--- Exercise objective ---
Write out the entries, please, from the line containing "bird's eye, pixel coordinates, sample" through their final line, exactly and with nothing else.

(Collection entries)
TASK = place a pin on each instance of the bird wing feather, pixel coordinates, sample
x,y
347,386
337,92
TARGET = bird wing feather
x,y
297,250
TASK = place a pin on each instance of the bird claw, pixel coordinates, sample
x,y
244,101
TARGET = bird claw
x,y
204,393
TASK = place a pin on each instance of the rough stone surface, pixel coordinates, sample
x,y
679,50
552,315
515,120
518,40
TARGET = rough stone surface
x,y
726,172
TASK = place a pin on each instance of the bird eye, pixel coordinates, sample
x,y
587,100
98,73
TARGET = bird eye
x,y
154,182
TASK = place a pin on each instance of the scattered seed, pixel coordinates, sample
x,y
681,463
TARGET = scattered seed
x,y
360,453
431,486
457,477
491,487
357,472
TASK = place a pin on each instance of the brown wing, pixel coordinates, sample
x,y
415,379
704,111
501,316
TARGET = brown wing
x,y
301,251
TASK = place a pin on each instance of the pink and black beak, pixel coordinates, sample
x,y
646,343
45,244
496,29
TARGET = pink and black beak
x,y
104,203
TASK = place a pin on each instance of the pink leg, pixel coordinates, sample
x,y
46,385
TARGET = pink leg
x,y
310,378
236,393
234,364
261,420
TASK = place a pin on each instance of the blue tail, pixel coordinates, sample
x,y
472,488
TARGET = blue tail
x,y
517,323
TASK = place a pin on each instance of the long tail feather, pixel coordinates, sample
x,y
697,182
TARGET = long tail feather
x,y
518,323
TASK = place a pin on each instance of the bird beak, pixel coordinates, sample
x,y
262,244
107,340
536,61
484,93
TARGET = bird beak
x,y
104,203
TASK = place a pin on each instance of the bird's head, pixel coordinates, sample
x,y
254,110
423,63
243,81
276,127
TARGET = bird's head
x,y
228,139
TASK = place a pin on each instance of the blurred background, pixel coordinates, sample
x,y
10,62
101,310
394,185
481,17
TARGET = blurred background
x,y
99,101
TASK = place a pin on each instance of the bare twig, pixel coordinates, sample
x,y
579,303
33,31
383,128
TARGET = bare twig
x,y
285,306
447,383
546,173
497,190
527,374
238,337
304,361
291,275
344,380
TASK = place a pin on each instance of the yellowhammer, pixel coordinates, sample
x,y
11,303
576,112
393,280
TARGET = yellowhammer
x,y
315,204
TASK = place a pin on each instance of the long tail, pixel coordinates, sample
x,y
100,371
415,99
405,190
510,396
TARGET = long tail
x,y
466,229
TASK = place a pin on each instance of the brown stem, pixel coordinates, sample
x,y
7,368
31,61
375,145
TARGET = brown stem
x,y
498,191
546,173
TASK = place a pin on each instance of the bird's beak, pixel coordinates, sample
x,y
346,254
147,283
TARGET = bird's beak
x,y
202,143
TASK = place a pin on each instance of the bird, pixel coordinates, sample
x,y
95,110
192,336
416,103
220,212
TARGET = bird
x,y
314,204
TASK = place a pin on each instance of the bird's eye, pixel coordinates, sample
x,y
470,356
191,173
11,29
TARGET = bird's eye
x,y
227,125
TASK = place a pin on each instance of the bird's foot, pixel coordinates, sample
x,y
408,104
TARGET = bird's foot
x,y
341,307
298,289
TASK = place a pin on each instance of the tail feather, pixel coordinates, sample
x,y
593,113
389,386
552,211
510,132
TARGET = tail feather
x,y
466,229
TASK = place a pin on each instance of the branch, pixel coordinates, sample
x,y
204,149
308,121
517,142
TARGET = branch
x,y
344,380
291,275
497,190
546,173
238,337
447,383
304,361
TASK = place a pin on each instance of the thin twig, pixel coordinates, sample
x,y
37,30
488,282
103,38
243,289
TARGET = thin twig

--- Exercise solution ---
TASK = place a pin on each instance of the bird's eye, pixel coordinates, sample
x,y
470,356
191,173
11,29
TARGET = bird's eye
x,y
227,125
TASK = place a pin on each instance of the bird's foot, pixel coordinates, sample
x,y
408,104
TARGET = bird's foot
x,y
341,307
298,289
TASK = place a pin on each instance of the tail feather, pixel coordinates, sample
x,y
593,113
389,386
552,211
510,132
TARGET = tail feather
x,y
466,229
TASK = place a pin on each instance of the branch, pixel coordinates, sample
x,y
204,149
308,121
517,142
TARGET = branch
x,y
344,380
291,275
497,190
546,173
238,337
447,383
304,361
TASK = place a pin on each instance of the thin twig, pixel coordinates, sample
x,y
37,30
488,282
103,38
243,289
TARGET = thin twig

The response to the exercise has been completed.